* **Written request 1**: Report how many lines in the entries below contain the word "woman". Give only the number.

━━━ Document segment ━━━

|
Getting your Trinity Audio player ready...
|

Inmates at Redwood City’s Maguire Correctional Facility won’t be able to see their loved ones in person for three and a half months starting this fall, as the jail replaces the outdated, frequently inoperable elevators used for visits.
The pause comes after a six-month hiatus in visitation last year, after a control board malfunction of the only secure elevator at the facility went unfixed.

The elevator debacle has drawn the scorn of family members of those incarcerated and reflects a lack of care for inmate well-being on the part of the county, the family members say.
The San Mateo Sheriff’s Office has known about the elevators’ problems for some time. According to former Undersheriff Dan Perea, breakdowns have been frequent in recent years.
“Everything works well for a certain period, and then something happens again,” he said in a meeting of the Independent Civilian Advisory Commission on the Sheriff’s Office (ICAC) last September.

━━━

* **Written request 2**: Please quote the article above on the Maguire Correctional Facility elevators in full, word for word.

━━━ Material provided ━━━

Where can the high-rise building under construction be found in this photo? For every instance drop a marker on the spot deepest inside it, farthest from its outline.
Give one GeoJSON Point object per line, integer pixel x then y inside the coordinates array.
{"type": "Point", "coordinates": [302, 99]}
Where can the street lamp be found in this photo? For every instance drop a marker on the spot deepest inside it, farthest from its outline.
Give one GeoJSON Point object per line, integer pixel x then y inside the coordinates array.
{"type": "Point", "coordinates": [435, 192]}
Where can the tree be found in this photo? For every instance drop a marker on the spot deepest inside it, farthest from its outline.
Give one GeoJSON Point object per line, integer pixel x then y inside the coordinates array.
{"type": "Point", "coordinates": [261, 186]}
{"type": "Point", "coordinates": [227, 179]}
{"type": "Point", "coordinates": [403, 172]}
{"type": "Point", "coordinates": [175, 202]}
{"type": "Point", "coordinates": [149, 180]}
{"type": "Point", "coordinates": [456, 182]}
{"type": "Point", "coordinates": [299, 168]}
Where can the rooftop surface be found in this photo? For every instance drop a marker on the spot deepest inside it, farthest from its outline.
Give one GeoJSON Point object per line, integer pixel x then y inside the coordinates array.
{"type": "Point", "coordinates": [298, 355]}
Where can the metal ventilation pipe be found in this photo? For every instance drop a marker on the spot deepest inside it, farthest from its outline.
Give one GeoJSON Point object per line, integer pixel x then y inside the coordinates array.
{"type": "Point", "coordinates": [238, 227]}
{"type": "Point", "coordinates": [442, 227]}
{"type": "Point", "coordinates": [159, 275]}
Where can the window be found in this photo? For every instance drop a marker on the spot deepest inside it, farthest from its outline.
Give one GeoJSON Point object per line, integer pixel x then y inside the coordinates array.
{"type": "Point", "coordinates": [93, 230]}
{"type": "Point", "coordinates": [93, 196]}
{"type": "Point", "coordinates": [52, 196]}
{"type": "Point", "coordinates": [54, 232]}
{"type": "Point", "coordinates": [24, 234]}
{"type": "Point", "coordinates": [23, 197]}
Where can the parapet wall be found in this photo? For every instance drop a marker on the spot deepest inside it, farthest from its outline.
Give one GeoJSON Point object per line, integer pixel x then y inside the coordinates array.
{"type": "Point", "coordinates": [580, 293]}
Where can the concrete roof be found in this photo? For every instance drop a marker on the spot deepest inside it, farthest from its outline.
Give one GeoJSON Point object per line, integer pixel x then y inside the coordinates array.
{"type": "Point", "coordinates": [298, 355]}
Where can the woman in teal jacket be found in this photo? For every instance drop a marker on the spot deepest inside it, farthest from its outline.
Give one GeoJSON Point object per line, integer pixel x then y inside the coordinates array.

━━━

* **Full response 1**: 1

* **Full response 2**:
|
Getting your Trinity Audio player ready...
|

Inmates at Redwood City’s Maguire Correctional Facility won’t be able to see their loved ones in person for three and a half months starting this fall, as the jail replaces the outdated, frequently inoperable elevators used for visits.
The pause comes after a six-month hiatus in visitation last year, after a control board malfunction of the only secure elevator at the facility went unfixed.

The elevator debacle has drawn the scorn of family members of those incarcerated and reflects a lack of care for inmate well-being on the part of the county, the family members say.
The San Mateo Sheriff’s Office has known about the elevators’ problems for some time. According to former Undersheriff Dan Perea, breakdowns have been frequent in recent years.
“Everything works well for a certain period, and then something happens again,” he said in a meeting of the Independent Civilian Advisory Commission on the Sheriff’s Office (ICAC) last September.